Task requirements
Search through the entries for the word "shoulder" and copy every line that has it.

START Data provided

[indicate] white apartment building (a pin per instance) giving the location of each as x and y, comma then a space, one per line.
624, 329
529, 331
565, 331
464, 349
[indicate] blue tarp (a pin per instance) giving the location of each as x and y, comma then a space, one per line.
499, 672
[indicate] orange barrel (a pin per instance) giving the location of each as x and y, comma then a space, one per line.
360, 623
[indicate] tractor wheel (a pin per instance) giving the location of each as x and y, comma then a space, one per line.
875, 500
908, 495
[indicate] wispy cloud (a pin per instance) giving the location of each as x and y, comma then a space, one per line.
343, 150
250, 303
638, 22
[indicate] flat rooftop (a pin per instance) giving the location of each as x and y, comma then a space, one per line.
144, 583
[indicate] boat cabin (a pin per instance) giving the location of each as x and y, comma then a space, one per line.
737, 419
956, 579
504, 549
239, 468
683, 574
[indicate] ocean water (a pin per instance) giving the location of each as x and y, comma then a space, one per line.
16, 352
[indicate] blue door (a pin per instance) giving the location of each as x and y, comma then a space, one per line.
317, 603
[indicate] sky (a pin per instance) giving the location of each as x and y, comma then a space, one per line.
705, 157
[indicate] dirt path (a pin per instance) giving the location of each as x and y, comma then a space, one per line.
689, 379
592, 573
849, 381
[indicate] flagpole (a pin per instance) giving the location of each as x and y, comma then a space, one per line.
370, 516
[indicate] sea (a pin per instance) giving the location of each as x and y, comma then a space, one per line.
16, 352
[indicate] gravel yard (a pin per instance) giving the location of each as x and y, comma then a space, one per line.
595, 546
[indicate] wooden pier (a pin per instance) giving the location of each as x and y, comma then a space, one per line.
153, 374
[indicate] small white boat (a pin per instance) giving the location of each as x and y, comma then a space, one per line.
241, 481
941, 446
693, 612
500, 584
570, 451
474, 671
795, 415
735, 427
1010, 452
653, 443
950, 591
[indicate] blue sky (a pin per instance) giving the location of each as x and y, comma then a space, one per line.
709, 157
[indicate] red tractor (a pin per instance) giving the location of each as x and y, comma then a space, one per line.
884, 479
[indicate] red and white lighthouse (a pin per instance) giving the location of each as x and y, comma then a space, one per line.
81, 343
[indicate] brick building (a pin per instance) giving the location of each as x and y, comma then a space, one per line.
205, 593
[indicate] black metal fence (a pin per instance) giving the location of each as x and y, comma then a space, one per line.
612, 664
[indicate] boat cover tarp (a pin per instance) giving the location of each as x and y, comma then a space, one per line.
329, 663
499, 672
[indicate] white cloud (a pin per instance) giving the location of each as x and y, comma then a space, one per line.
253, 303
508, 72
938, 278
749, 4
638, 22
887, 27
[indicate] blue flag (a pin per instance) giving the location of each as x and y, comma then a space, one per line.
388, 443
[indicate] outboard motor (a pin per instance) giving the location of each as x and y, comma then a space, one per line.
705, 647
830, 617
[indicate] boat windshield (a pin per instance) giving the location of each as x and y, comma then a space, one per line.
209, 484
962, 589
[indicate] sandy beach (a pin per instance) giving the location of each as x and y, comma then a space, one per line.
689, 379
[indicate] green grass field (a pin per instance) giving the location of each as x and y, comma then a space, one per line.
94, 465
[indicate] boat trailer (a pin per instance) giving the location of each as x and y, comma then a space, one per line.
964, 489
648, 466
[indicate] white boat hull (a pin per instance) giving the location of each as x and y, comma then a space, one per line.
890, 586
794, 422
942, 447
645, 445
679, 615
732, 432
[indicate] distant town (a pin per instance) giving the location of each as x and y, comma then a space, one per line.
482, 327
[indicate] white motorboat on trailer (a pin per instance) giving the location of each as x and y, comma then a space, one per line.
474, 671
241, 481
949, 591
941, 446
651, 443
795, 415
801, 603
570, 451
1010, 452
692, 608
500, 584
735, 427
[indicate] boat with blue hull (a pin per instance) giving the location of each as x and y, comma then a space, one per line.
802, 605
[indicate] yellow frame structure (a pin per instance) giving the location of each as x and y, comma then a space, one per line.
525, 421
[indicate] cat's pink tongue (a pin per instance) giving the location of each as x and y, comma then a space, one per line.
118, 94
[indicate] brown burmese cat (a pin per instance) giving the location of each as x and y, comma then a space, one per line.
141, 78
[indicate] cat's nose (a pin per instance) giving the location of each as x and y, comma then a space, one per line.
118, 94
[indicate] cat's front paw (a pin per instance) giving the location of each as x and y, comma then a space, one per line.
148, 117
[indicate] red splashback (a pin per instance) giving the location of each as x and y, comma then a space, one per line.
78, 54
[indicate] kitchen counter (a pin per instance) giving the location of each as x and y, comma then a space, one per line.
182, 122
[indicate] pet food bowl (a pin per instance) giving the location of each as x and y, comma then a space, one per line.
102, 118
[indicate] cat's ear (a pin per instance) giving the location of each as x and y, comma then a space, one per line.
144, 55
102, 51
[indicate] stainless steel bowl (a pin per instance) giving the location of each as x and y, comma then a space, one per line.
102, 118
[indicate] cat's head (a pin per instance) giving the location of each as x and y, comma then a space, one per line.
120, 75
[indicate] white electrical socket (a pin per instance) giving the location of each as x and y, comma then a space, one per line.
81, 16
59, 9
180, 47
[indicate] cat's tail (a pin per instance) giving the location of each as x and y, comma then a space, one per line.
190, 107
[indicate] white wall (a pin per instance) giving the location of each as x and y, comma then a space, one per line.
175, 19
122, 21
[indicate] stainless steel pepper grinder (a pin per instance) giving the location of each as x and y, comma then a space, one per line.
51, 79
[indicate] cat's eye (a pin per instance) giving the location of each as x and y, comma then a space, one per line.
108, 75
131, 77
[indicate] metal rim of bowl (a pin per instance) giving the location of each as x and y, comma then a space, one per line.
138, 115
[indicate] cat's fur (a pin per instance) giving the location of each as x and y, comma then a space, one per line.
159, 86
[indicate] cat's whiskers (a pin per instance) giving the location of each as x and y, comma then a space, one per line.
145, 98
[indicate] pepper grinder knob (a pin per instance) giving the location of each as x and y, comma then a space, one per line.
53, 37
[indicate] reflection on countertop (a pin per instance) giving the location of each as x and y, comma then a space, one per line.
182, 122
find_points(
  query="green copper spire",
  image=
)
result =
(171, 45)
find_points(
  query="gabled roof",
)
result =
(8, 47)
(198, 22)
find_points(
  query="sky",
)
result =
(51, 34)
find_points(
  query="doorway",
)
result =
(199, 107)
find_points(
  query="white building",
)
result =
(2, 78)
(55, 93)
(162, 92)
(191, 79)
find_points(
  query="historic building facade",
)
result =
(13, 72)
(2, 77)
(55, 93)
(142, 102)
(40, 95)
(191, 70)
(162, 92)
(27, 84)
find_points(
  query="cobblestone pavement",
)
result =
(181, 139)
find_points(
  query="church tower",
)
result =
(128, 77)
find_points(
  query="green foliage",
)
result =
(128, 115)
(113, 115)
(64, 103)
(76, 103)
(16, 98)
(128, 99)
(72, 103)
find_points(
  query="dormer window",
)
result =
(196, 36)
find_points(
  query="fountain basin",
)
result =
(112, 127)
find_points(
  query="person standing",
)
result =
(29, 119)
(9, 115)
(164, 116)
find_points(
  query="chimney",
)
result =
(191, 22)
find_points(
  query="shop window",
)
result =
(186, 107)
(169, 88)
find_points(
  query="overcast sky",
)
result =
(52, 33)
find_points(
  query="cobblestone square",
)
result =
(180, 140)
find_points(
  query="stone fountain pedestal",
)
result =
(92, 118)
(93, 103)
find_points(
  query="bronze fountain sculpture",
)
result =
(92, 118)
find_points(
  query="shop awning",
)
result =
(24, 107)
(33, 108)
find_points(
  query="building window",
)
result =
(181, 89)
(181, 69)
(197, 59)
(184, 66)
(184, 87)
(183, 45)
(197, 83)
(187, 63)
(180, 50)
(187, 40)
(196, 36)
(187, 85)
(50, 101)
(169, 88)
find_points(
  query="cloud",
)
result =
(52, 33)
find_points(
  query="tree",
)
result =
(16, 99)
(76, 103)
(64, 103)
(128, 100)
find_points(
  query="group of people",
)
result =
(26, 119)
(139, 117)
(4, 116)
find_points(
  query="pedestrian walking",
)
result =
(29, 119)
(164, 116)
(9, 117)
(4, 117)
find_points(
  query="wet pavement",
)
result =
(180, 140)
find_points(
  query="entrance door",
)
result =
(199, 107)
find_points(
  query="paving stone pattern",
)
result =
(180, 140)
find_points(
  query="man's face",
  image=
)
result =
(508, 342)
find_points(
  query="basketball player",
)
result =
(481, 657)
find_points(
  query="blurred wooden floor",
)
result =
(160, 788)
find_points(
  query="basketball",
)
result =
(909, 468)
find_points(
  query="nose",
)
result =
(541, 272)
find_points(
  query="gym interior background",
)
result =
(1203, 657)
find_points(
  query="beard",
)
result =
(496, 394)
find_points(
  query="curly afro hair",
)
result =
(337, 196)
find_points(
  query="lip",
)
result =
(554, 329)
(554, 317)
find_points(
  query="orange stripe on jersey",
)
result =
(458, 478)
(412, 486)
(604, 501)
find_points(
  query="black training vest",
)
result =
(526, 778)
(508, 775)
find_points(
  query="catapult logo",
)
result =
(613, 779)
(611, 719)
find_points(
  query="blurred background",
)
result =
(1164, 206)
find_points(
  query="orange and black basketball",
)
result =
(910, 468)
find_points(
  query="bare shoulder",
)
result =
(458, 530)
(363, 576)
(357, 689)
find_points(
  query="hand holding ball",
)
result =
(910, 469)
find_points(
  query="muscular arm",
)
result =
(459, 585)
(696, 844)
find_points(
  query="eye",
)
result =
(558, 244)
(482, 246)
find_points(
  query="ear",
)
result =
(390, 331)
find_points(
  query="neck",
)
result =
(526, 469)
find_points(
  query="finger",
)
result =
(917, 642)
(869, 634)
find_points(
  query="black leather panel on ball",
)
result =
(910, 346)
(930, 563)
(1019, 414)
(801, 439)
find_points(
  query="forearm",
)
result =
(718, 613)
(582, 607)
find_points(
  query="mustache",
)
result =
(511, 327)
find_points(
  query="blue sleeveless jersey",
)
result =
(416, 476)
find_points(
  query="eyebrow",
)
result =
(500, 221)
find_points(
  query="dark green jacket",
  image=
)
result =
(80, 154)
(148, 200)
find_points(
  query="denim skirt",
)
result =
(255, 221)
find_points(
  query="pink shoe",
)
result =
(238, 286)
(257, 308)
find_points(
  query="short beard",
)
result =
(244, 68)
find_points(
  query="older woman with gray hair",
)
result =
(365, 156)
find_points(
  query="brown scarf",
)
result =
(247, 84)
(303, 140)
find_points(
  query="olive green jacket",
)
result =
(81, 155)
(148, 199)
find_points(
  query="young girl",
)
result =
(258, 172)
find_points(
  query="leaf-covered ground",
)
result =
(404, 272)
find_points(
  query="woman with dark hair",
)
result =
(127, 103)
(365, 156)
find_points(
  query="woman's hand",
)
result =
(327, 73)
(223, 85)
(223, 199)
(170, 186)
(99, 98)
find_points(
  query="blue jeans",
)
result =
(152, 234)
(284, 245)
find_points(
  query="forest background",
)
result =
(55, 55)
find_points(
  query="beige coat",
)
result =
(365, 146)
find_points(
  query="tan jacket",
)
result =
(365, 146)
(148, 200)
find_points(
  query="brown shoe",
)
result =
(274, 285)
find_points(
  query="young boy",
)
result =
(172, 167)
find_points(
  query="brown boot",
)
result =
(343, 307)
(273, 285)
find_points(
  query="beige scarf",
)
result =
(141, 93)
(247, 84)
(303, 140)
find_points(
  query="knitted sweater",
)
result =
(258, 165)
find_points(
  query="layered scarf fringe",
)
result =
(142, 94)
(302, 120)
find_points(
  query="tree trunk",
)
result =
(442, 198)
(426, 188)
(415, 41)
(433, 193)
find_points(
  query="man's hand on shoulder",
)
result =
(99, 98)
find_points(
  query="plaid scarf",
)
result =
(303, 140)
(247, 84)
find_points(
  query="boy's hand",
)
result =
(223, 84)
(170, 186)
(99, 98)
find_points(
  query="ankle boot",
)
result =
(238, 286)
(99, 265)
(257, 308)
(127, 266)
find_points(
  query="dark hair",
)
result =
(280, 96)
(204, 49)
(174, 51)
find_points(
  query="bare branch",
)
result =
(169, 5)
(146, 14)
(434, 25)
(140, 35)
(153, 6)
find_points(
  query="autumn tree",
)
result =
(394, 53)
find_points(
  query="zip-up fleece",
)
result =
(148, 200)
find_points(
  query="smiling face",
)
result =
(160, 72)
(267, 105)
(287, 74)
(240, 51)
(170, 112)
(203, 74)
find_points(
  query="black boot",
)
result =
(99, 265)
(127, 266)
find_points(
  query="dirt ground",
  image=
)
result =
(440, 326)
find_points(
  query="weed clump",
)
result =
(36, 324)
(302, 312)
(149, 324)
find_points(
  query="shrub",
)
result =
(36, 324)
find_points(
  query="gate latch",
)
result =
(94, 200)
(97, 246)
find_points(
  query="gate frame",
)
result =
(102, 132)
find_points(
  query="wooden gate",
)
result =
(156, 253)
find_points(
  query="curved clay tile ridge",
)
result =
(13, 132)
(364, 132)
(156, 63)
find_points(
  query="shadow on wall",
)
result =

END Data provided

Answer space
  query="bare shoulder",
  query="man's hand on shoulder",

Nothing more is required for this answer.